[Aim of the exercise] Render all the rows below as a JSON list of strings, one string per line, with blank lines omitted and the pictures left out.

[Data excerpts]
________________________________________

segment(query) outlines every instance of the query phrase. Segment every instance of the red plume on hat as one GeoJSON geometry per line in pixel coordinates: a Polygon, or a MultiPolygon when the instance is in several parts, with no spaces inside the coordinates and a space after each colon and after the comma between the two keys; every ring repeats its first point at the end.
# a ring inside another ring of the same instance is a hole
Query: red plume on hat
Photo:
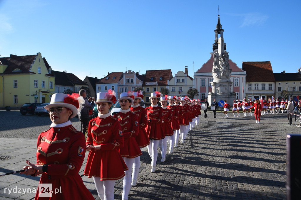
{"type": "Polygon", "coordinates": [[[116,92],[114,90],[109,89],[108,92],[106,93],[104,98],[108,101],[111,101],[113,104],[116,103],[117,99],[116,98],[116,92]]]}
{"type": "Polygon", "coordinates": [[[77,98],[79,96],[79,94],[73,93],[71,95],[69,94],[67,95],[68,96],[64,99],[64,103],[73,105],[76,108],[79,108],[79,104],[78,103],[78,100],[77,99],[77,98]]]}

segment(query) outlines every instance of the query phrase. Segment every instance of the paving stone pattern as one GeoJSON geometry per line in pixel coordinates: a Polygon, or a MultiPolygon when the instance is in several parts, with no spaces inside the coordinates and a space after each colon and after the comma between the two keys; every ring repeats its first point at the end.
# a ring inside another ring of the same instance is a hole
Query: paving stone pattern
{"type": "MultiPolygon", "coordinates": [[[[150,172],[150,157],[146,148],[143,149],[138,184],[132,187],[129,199],[286,199],[286,136],[299,133],[301,129],[287,124],[286,114],[262,116],[259,124],[255,123],[253,116],[233,117],[231,114],[228,118],[224,119],[223,114],[217,112],[217,118],[213,118],[211,112],[207,114],[208,117],[204,119],[202,113],[200,121],[189,132],[185,143],[178,143],[172,153],[168,152],[164,162],[160,162],[158,150],[154,173],[150,172]]],[[[0,120],[4,125],[0,127],[0,137],[3,138],[36,139],[50,123],[48,117],[23,116],[15,111],[0,111],[0,120]]],[[[78,119],[73,119],[73,123],[80,128],[78,119]]],[[[19,155],[16,151],[19,149],[5,146],[8,143],[0,141],[0,155],[12,155],[15,157],[11,159],[15,159],[0,161],[1,172],[13,170],[15,165],[17,169],[23,166],[21,159],[26,156],[34,160],[34,145],[23,147],[22,150],[28,150],[28,153],[19,155]]],[[[82,174],[85,162],[80,174],[82,174]]],[[[2,195],[3,189],[10,184],[14,187],[13,183],[28,182],[34,185],[35,181],[37,186],[37,180],[26,182],[26,177],[20,175],[10,176],[20,177],[15,181],[0,177],[0,198],[30,199],[28,194],[22,198],[2,195]]],[[[84,176],[82,178],[99,199],[92,179],[84,176]]],[[[122,199],[122,179],[116,181],[116,199],[122,199]]]]}

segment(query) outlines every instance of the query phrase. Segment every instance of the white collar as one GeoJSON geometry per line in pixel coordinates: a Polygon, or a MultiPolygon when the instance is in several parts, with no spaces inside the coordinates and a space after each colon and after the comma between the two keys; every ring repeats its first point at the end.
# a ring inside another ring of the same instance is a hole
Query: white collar
{"type": "Polygon", "coordinates": [[[131,108],[129,108],[127,110],[123,110],[122,109],[120,109],[120,112],[122,113],[126,113],[128,112],[129,112],[130,111],[131,108]]]}
{"type": "Polygon", "coordinates": [[[98,117],[100,118],[104,118],[107,117],[111,115],[111,113],[109,112],[107,114],[101,114],[100,113],[98,113],[98,117]]]}
{"type": "Polygon", "coordinates": [[[70,120],[68,120],[66,122],[62,123],[61,124],[56,124],[54,123],[51,123],[51,125],[50,125],[50,127],[53,128],[62,128],[62,127],[64,127],[65,126],[69,126],[69,125],[71,125],[72,124],[72,123],[71,123],[71,121],[70,121],[70,120]]]}

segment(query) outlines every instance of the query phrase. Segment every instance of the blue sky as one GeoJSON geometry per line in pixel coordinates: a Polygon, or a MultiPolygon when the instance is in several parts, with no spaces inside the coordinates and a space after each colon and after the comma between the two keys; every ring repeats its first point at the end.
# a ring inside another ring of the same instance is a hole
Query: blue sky
{"type": "Polygon", "coordinates": [[[82,80],[126,69],[173,75],[185,66],[192,76],[210,58],[219,5],[238,67],[269,61],[274,73],[300,68],[292,54],[301,41],[299,1],[0,0],[0,54],[40,52],[54,70],[82,80]]]}

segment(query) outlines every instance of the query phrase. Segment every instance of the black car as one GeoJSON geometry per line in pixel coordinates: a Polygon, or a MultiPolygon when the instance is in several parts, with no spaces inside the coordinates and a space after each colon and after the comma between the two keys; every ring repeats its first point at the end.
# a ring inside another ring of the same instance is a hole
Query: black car
{"type": "Polygon", "coordinates": [[[25,115],[27,113],[32,114],[36,115],[36,114],[35,113],[35,109],[36,106],[39,106],[42,104],[41,103],[27,103],[21,106],[20,109],[20,112],[21,114],[23,115],[25,115]]]}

________________________________________

[Output below]
[
  "segment(query) outlines every instance of the query phrase. Segment every instance of the red plume on hat as one GeoJSON geometry per line in pixel coordinates: a Polygon, or a MultiPolygon when the instance is in several parts, with no spaces inside the coordinates and a space after each colon and after the comma between the two keys; every ring repeats its first point at the end.",
  "# a ring inside another ring of the same instance is a hole",
  "Query: red plume on hat",
  "Photo:",
  "{\"type\": \"Polygon\", \"coordinates\": [[[116,92],[114,90],[109,89],[108,92],[106,93],[104,98],[108,101],[111,101],[113,104],[116,103],[117,99],[116,98],[116,92]]]}",
  "{\"type\": \"Polygon\", \"coordinates\": [[[77,98],[79,96],[79,94],[73,93],[71,95],[69,94],[67,95],[68,96],[64,99],[64,103],[73,105],[76,108],[79,108],[79,104],[78,103],[78,100],[77,99],[77,98]]]}",
  "segment(query) outlines every instance of the query phrase. Segment every instance of the paving stone pattern as one GeoJSON geometry per line in pixel coordinates: a Polygon, or a MultiPolygon when the instance is in several parts, with no spaces inside the coordinates and a space after each colon and after the comma between the two keys; every ring repeats its first point at the end.",
  "# a ring inside another ring of the same instance is a hole",
  "Query: paving stone pattern",
  "{\"type\": \"MultiPolygon\", \"coordinates\": [[[[150,172],[150,157],[146,148],[143,149],[138,184],[132,187],[129,199],[286,199],[286,136],[299,133],[301,129],[287,124],[286,114],[262,116],[259,124],[255,123],[253,116],[233,117],[231,114],[228,118],[224,119],[223,114],[217,112],[217,118],[213,118],[211,112],[207,114],[208,117],[204,119],[202,113],[200,121],[189,132],[185,143],[178,143],[172,153],[168,152],[164,162],[160,162],[158,150],[154,173],[150,172]]],[[[0,120],[4,125],[0,127],[0,137],[3,138],[36,139],[50,123],[48,117],[23,116],[15,111],[0,111],[0,120]]],[[[78,119],[73,119],[73,123],[80,128],[78,119]]],[[[19,155],[16,151],[19,149],[5,146],[8,143],[0,141],[0,155],[12,155],[15,157],[11,159],[15,159],[0,161],[1,172],[13,170],[15,165],[17,169],[23,166],[21,159],[26,156],[34,160],[34,145],[23,147],[22,150],[28,150],[28,153],[19,155]]],[[[82,174],[85,162],[80,174],[82,174]]],[[[2,195],[3,189],[10,184],[14,187],[13,183],[28,182],[34,185],[35,181],[37,186],[37,180],[26,182],[26,177],[20,175],[10,176],[20,177],[15,181],[0,177],[0,198],[30,199],[28,194],[22,198],[2,195]]],[[[84,176],[82,178],[99,199],[92,179],[84,176]]],[[[122,199],[122,179],[116,181],[116,199],[122,199]]]]}",
  "segment(query) outlines every instance of the query phrase. Segment every instance of the white collar as one GeoJSON geometry per line in pixel coordinates: a Polygon, or a MultiPolygon when the instance is in several parts, with no spaces inside the coordinates and a space after each colon and after the comma between the two keys; every ring repeats its first point at the end.",
  "# a ring inside another ring of the same instance is a hole",
  "Query: white collar",
  "{\"type\": \"Polygon\", \"coordinates\": [[[131,108],[129,108],[127,110],[123,110],[122,109],[120,109],[120,112],[122,113],[126,113],[128,112],[129,112],[130,111],[131,108]]]}",
  "{\"type\": \"Polygon\", \"coordinates\": [[[98,117],[100,118],[104,118],[107,117],[111,115],[111,113],[109,112],[107,114],[101,114],[100,113],[98,113],[98,117]]]}",
  "{\"type\": \"Polygon\", \"coordinates\": [[[70,120],[68,120],[66,122],[62,123],[61,124],[56,124],[54,123],[51,123],[51,125],[50,125],[50,127],[53,128],[62,128],[62,127],[64,127],[65,126],[69,126],[69,125],[71,125],[72,124],[72,123],[71,123],[71,121],[70,121],[70,120]]]}",
  "segment(query) outlines every instance of the query phrase. Segment every instance of the blue sky as one GeoJSON geometry per line in pixel coordinates: a Polygon, or a MultiPolygon when the instance is in several parts, with no spaces inside the coordinates and a space after each colon and after the comma between the two keys; every ring repeats its first point at the end.",
  "# a ring inside another ring of the same instance is a hole",
  "Query: blue sky",
  "{\"type\": \"Polygon\", \"coordinates\": [[[82,80],[126,69],[173,75],[185,66],[192,76],[210,58],[219,5],[238,67],[269,61],[274,73],[300,68],[292,54],[301,41],[299,1],[0,0],[0,54],[40,52],[54,70],[82,80]]]}",
  "segment(query) outlines every instance of the query phrase. Segment every instance of the black car as one GeoJSON geometry per line in pixel coordinates: a Polygon, or a MultiPolygon when the instance is in several parts, with no spaces inside the coordinates and a space after each colon and after the comma between the two keys; every ring repeats its first point at the end.",
  "# a ring inside another ring of the same instance is a hole",
  "Query: black car",
  "{\"type\": \"Polygon\", \"coordinates\": [[[25,115],[27,113],[32,114],[36,115],[36,114],[35,113],[35,109],[36,106],[39,106],[42,104],[41,103],[27,103],[21,106],[20,109],[20,112],[21,114],[23,115],[25,115]]]}"
]